Extrait:
::::::::::
Cette dynamique continentale se traduit en termes institutionnels des deux côtés de l'Atlantique. D'un côté, il y a la Confédération Sud-américaine de Football (Conmebol), créée dans les années 1910 et organisant des compétitions internes à la région, dont la Copa América depuis 1916 ; de l'autre, il y a Union des Associations Européennes de Football, dont l'émergence remonte aux années 1950 et qui permet au continent européen de commencer à structurer des championnats de clubs et de nations. Ce processus historique est reconstitué, à travers des sources primaires, par les recherches denses et originales de l'historien suisse Philippe Vonnard (2018).

 

L'échiquier du pouvoir sportif est bouleversé au milieu des années 1970, lorsqu'un dirigeant brésilien, João Havelange, formule pour la première fois une candidature non européenne à la succession de la présidence de la FIFA. Soutenu par les votes des pays représentant l'Asie, l'Afrique et les Amériques, et après un grand travail en termes de diplomatie sportive, le président de la Confédération brésilienne des sports, remporte les élections et met fin à l’hégémonie anglo-saxonne de Rous et française de Rimet.

 

Si l'on parle beaucoup de l'inflexion capitaliste de la Fédération depuis lors, le contexte antérieur, qui a créé les conditions de tels changements et qui a conduit à la victoire de Havelange, a été analysé avec finesse par deux jeunes chercheurs. L'un d'eux est l'historien brésilien Luiz Burlamaqui : dans une thèse soutenue à l'Université de São Paulo et publiée en portugais et en anglais (2022), il analyse cette élection comme un "point d'arrivée" plutôt que comme le "point de départ" de l' « Ère Havelange ».

 

Un autre travail remarquable est celui du chercheur Clément Astruc (docteur en histoire de l’IHEAL-CREDA, 2022), qui explore avec originalité la diffusion de l'image du football brésilien dans la période qui suit la Seconde Guerre mondiale, non seulement par le biais des performances victorieuses de la Seleção dans les Coupes du monde (1958, 1962 et 1970), mais également à travers des tournées des clubs de Pelé (Santos) et Garrincha (Botafogo). Cette circulation est, d’une part, au cœur d’une série d’initiatives diplomatiques de la part des acteurs de la politique étrangère brésilienne des années 1960 et 1970, et constitue, d’autre part, un capital politique qui sera très bien mis à profit par Havelange durant son mandat de président de la FIFA.
::::::::::
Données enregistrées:

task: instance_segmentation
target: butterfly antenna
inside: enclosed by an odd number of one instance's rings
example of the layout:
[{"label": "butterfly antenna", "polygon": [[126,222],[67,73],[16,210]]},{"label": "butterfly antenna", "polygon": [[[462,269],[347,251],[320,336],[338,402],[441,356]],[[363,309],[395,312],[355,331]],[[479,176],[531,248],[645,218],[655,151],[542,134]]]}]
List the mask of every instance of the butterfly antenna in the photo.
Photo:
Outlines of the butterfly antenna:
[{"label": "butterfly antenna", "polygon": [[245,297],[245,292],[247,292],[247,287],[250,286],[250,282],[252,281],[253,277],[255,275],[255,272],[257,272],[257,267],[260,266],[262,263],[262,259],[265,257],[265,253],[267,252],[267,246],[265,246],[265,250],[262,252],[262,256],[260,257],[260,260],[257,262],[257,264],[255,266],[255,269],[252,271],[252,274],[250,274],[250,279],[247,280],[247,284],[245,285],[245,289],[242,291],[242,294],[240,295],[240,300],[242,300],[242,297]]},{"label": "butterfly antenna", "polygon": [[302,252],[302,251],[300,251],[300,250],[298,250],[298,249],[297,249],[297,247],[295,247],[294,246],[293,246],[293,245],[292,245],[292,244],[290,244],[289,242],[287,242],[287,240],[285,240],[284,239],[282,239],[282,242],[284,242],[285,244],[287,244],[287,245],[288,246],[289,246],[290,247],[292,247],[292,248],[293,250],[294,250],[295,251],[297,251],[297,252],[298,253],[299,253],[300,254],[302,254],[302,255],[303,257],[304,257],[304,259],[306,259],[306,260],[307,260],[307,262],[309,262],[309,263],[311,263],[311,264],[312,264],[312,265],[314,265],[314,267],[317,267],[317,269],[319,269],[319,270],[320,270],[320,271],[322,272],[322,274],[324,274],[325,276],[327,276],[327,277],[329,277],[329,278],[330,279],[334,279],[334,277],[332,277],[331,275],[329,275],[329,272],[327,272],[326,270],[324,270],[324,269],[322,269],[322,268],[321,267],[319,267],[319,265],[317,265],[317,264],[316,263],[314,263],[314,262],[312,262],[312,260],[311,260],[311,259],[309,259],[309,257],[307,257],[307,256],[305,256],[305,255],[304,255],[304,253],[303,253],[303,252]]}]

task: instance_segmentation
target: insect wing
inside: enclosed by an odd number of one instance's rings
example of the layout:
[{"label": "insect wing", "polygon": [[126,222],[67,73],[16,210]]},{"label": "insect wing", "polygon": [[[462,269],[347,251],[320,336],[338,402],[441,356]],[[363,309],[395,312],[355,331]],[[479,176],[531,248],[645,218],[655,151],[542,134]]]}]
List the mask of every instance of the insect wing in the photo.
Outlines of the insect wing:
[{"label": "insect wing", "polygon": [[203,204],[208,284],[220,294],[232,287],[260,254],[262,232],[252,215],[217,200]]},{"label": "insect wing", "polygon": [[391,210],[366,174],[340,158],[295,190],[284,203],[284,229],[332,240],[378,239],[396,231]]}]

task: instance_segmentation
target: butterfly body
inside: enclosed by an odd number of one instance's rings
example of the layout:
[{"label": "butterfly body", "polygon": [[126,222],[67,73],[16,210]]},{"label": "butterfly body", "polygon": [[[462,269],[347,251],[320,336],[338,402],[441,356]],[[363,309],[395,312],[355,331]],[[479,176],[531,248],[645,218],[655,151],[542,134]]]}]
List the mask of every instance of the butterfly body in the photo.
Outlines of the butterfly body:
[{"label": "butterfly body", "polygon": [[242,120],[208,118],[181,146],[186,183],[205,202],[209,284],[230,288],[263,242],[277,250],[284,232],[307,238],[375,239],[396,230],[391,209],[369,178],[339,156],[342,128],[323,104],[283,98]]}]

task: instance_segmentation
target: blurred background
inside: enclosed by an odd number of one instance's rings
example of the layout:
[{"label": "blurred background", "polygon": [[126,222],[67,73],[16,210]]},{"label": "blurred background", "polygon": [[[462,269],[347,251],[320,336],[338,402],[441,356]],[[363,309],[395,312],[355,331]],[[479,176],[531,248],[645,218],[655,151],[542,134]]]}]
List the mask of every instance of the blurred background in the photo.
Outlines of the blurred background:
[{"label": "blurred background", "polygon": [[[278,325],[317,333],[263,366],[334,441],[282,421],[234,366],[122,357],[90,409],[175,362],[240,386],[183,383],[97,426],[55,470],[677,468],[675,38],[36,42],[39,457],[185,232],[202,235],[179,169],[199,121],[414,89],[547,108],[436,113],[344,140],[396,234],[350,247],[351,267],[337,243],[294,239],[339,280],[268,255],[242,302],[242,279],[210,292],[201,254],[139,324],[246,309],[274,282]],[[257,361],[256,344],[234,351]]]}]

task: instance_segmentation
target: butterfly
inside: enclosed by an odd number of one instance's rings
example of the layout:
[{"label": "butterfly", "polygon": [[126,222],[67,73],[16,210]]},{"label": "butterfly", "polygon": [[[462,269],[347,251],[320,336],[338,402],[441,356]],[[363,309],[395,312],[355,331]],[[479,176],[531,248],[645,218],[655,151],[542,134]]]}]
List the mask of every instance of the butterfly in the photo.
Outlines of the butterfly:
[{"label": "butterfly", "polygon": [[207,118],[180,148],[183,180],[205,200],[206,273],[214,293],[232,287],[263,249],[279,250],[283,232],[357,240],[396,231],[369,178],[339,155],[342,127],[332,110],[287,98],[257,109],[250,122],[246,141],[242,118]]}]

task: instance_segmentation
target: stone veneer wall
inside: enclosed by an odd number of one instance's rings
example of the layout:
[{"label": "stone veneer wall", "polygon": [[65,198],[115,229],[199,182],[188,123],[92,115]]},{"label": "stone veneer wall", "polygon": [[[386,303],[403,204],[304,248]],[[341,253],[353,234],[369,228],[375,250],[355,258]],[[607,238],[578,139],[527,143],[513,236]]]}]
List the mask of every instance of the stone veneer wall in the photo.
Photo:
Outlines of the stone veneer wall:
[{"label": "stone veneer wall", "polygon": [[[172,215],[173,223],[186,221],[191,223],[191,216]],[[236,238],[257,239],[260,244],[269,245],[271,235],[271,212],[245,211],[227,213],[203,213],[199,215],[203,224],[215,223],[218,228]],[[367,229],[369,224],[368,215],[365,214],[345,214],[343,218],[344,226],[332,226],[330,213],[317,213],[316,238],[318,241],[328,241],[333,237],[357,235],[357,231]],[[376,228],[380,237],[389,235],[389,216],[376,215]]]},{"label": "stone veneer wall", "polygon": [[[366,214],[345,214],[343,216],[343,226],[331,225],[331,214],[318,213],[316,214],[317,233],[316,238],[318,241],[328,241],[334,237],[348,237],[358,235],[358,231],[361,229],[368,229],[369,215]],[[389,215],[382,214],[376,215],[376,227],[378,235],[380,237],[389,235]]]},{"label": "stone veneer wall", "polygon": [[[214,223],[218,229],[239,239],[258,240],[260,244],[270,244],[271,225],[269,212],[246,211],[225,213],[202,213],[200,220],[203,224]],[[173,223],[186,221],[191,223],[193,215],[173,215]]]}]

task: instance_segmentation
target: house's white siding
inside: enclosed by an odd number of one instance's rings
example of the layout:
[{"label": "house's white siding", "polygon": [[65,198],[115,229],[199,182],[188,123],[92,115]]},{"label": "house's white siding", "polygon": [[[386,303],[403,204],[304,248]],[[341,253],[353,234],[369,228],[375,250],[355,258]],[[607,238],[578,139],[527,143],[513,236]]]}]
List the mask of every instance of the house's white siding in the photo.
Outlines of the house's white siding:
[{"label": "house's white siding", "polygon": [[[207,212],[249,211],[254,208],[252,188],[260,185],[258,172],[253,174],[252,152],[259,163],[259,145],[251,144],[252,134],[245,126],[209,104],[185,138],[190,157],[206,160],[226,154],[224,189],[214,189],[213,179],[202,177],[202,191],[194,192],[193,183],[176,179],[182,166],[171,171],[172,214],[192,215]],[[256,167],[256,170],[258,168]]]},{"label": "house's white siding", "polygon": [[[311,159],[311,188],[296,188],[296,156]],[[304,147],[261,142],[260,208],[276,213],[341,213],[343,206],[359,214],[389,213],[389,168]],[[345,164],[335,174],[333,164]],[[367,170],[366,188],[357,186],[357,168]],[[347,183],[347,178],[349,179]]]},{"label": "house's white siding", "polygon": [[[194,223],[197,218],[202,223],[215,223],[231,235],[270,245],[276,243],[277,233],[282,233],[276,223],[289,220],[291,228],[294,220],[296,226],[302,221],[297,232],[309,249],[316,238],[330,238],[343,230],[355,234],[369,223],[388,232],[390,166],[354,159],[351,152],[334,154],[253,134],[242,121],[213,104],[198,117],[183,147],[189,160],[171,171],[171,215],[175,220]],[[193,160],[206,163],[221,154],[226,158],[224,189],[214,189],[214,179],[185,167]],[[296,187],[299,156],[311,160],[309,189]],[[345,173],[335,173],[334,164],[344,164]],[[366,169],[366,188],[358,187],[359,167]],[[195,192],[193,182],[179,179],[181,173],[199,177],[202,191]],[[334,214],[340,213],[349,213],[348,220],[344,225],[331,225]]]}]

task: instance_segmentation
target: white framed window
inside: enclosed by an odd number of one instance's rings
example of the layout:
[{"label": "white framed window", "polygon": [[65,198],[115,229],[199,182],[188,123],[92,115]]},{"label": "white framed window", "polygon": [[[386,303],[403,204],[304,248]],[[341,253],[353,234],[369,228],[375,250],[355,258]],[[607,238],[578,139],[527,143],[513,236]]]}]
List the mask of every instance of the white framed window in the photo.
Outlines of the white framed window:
::::::::::
Consignes:
1. Repérez dans le listing chaque ligne contenant le mot « every », puis recopiez-les toutes.
2. Écrivez la suite du texte sur l'histoire des institutions du football international, à partir de sa dernière phrase.

Réponses attendues:
1.
List the mask of every instance of the butterfly antenna in the photo.
List the mask of every instance of the insect wing in the photo.
List the mask of every instance of the butterfly body in the photo.
List the mask of every instance of the blurred background in the photo.
List the mask of every instance of the butterfly in the photo.
List the mask of every instance of the stone veneer wall in the photo.
List the mask of every instance of the house's white siding in the photo.
List the mask of every instance of the white framed window in the photo.

2.
Ce mandat, s’étend de 1974 à 1998, a vu le renforcement monopolistique et l'expansion vertigineuse de l'entité. De manière assez paradoxale, c'est Havelange, le représentant du "tiers-monde", qui approfondit la conversion de la Coupe en un spectacle commercial et en un produit commercialisable, approprié par les sociétés de télévision et les entreprises de sponsoring.

 

Au terme de son mandat, l’expansion de la FIFA est telle qu’elle semble donner raison à ceux qui affirment qu’elle compte plus de pays membres que l'ONU : de 16 équipes participantes depuis 1930, on passe à 24 en 1982 et à 32 en 1998, transformant cet événement sportif en un spectacle toujours plus représentatif des différentes parties du globe.

 

En résumé, un autre "héritage" de l’« Ère Havelange » - et nous nous approchons ici du cas de Qatar 2022 - est la fin de la rotation entre l'Europe occidentale et l'Amérique du Sud pour l'organisation de la Coupe. Bien que l'on ne puisse évidemment pas attribuer à la volonté d'un agent exclusif un processus dont les fondements sont systémiques et structurels, ce dirigeant incarnait l'esprit expansionniste de l'entité. Le Brésilien ne quitte la Fédération qu'en 1998, après presque deux décennies et demie à sa tête, avec la décision prise de choisir la prochaine Coupe dans un pays de l'Est. Cette édition a finalement été répartie entre deux candidatures - ce qui est sans précédent dans l'organisation du tournoi - compte tenu de la mobilisation nationale déclenchée par deux pays : le Japon et la Corée du Sud.

 

Havelange quitte le pouvoir, affûte son éthique mercantile et élit même son successeur, le secrétaire général de la FIFA Joseph Blatter, un ancien joueur de la petite équipe suisse de Neuchâtel Xamax. Les vingt dernières années (2002-2022) ont intensifié l'agenda expansionniste de la FIFA, avec pour mission de gagner d’autres latitudes et d'atteindre de nouvelles frontières géographiques attrayantes pour ses intérêts financiers.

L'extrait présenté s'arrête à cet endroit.